## EXERCISE REQUIREMENTS
A. Edit the piece about phone calls from the kids by giving the stretch from "Walk her to class?" through "gasp, pant. . ." again, with "sidewalk" replaced by "pavement".
B. Translate this sentence from the piece about phone calls from the kids into Spanish: "Today when I answer the phone and hear heavy breathing, I know it is probably one of the kids."
C. Continue the piece about phone calls from the kids from the point where it stops.

*** GIVEN PASSAGE ***

There was a time when I could answer the phone, hear heavy breathing and know it was an obscene phone call.
Today when I answer the phone and hear heavy breathing, I know it is probably one of the kids.
If I answer the phone, say hello and hear shallow panting against a background noise similar to cattle stampeding, it is the youngest calling from college.
"Hi, Mom pant, huff, gasp I'm between classes huff, puff, gulp on my way to another building. Walk me to class?"
Walk her to class? I'm miles from campus, but sure, I can walk her to class.
"So, how's the sidewalk?" I ask. "They still making it that same ugly shade of gray?"
She says something, but I can't make out what. Her breathing grows heavier and the phone is jostling so much that I can only make out every fifth word. "Paper . . . pant, huff, puff . . . weekend . . . whoo, whoo, whoo. . . fire . . . pant, gasp, pant. . .
It could be she has a paper to work on over the weekend and is fired up about the football game. Or it could be a paper was too close to the stove over the weekend and she set the apartment kitchen on fire. There's no way to know. Either way, it was
sure nice talking to her.
"Call me the next time you go to the library!" I shout into the phone. That's a farther walk, which means we can talk longer.
If I pick up the phone and hear short little gasps with a click, click, click in the background, this would be the kid wearing dress shoes, leaving her stint at a hospital late at night and wanting company while she walks through the parking lot.

*** STORED DATA ***

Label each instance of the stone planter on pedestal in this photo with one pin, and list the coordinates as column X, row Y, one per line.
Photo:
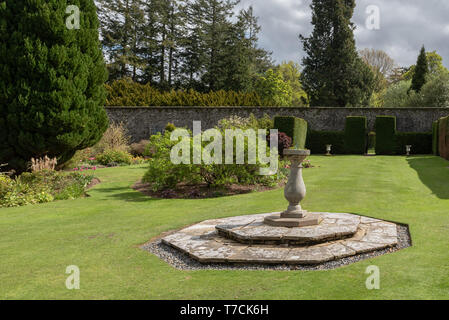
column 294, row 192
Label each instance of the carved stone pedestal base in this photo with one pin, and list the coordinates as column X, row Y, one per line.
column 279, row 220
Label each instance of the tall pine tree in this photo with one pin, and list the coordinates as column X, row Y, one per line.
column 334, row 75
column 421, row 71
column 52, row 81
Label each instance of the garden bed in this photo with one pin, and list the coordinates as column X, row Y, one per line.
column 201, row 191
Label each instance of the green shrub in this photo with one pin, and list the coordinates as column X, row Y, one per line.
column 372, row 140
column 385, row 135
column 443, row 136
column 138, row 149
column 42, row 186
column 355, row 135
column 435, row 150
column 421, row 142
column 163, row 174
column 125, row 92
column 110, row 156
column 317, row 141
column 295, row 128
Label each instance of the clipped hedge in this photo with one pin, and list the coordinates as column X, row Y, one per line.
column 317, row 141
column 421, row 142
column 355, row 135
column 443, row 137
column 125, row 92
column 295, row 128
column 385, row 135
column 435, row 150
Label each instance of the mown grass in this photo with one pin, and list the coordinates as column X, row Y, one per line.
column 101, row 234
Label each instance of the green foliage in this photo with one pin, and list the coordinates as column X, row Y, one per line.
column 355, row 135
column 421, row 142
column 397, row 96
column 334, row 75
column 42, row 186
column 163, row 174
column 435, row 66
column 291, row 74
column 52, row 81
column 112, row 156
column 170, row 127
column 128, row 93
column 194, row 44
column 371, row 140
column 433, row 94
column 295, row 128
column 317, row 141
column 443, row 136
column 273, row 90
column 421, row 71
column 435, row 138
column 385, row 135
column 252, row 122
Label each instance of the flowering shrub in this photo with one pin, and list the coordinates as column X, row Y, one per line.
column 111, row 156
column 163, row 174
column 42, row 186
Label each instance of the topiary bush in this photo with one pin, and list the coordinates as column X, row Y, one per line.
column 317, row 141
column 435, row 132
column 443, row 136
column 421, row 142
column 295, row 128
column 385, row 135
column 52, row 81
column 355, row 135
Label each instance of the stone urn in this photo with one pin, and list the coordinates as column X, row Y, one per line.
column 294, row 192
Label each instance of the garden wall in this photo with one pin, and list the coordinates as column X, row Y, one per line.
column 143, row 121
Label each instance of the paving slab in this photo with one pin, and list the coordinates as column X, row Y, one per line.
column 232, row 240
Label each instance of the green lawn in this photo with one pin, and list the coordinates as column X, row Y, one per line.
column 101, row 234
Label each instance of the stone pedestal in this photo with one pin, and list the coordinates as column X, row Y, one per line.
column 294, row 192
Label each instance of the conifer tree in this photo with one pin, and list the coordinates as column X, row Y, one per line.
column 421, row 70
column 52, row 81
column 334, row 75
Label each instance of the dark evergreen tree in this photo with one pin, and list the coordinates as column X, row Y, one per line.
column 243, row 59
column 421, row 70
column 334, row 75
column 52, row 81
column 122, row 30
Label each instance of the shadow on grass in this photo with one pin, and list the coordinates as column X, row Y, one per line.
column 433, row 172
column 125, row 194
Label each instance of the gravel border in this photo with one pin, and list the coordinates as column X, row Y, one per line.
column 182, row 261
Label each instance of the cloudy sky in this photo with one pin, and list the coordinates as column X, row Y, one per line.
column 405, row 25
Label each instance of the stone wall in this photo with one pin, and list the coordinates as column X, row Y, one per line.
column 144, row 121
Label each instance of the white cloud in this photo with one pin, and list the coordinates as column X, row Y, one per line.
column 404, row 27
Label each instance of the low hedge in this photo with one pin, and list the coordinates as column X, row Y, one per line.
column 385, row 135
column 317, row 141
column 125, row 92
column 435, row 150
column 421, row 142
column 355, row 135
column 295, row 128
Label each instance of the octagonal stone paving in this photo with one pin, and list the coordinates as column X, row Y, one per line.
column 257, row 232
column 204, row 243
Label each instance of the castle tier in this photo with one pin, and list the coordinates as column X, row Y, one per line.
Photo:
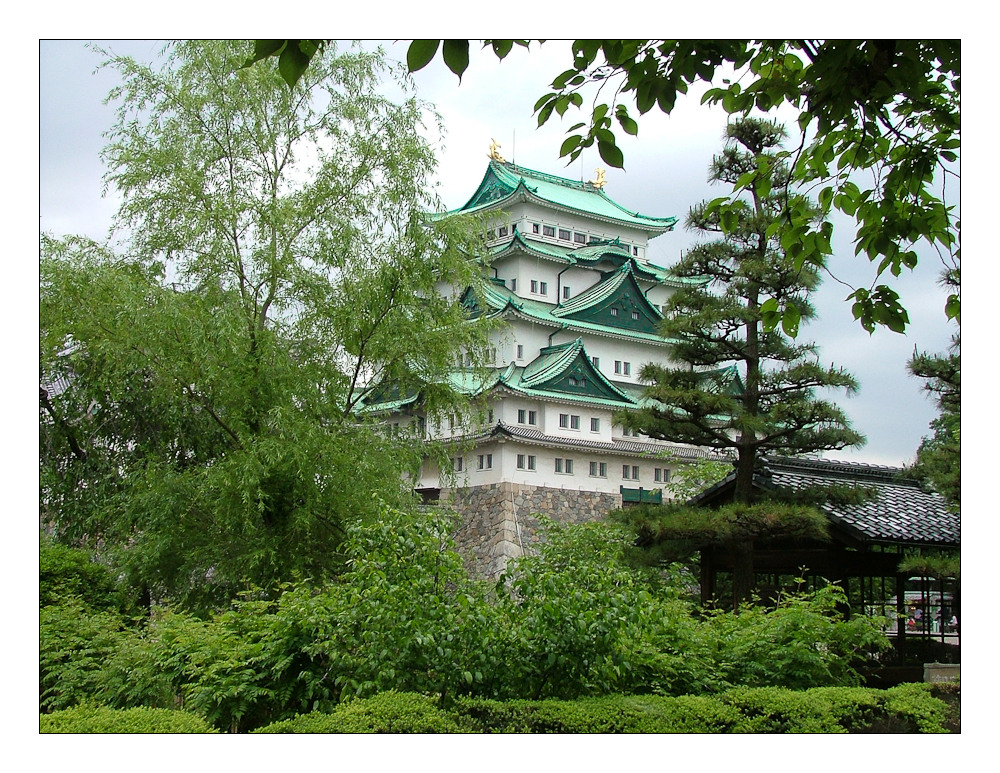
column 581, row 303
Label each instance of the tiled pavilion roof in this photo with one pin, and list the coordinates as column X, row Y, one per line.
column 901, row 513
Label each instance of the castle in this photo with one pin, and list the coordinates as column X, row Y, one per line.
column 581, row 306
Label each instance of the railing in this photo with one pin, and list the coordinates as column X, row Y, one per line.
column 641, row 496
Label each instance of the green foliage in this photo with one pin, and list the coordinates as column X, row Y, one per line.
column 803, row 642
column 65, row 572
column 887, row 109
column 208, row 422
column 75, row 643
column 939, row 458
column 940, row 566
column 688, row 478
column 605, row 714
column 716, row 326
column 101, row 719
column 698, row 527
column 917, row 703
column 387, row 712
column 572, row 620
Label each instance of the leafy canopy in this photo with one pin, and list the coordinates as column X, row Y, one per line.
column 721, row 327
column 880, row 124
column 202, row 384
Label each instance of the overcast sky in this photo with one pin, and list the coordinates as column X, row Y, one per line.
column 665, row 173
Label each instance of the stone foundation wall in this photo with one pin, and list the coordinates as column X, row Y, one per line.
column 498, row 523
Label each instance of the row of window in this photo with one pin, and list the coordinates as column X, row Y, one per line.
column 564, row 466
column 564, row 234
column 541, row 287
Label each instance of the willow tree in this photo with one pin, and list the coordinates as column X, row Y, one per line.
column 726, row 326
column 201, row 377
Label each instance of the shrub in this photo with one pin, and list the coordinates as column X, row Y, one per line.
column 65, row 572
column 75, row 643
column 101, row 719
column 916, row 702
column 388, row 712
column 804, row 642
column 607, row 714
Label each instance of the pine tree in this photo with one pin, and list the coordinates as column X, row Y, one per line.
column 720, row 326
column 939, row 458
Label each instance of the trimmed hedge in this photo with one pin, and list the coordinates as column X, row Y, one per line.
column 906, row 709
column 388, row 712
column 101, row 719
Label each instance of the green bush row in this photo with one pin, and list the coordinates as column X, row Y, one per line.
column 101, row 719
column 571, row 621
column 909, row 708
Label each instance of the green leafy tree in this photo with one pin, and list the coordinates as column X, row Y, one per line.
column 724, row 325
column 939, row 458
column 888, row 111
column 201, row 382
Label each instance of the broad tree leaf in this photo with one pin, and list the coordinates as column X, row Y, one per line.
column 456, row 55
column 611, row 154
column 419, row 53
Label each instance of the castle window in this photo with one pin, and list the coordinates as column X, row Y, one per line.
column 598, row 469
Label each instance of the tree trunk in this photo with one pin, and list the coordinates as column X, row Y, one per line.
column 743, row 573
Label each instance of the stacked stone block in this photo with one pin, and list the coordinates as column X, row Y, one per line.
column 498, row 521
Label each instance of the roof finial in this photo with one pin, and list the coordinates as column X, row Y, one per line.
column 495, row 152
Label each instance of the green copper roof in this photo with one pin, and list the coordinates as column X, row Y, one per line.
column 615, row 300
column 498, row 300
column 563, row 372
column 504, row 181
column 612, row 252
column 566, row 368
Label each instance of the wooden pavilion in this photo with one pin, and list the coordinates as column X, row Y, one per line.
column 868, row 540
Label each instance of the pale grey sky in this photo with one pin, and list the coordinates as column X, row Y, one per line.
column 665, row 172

***

## RESULTS OF THE EXERCISE
A.
Walk her to class? I'm miles from campus, but sure, I can walk her to class.
"So, how's the pavement?" I ask. "They still making it that same ugly shade of gray?"
She says something, but I can't make out what. Her breathing grows heavier and the phone is jostling so much that I can only make out every fifth word. "Paper . . . pant, huff, puff . . . weekend . . . whoo, whoo, whoo. . . fire . . . pant, gasp, pant. . .

B. Hoy, cuando contesto el teléfono y oigo una respiración pesada, sé que probablemente se trata de uno de los chicos.

C.
"Nice of you to call," I say.
"Well, (wheeze) I have a couple of minutes."
Or less. When I hear the clinking of keys and ding, ding, ding (the door chime) it means she has reached her car and the conversation is about to come to an abrupt end.
The other day I picked up the phone and heard an unfamiliar "ha, ha, ha, hee, hee, hee." breathing pattern.
"Who is this?" I demanded to know.
"It's your son."
"Well, you're scaring me because that is the breathing pattern your dad and I learned for transitional labor in our Lamaze
class. You're not pregnant, are you?'
"No, but ha, ha, hee hold on a sec."
The scream of a siren and a terrific roar blast through the phone.
"What's going on? It sounds like you're standing on a train track."
"Almost," he huffed and puffed. "That was the El at the same time a cop car shot by. I'm running to the platform ha, ha,
ha, hee, hee, hee to catch my train thought we could talk on the way."
I'm glad they call. I just never pictured myself as running an escort service.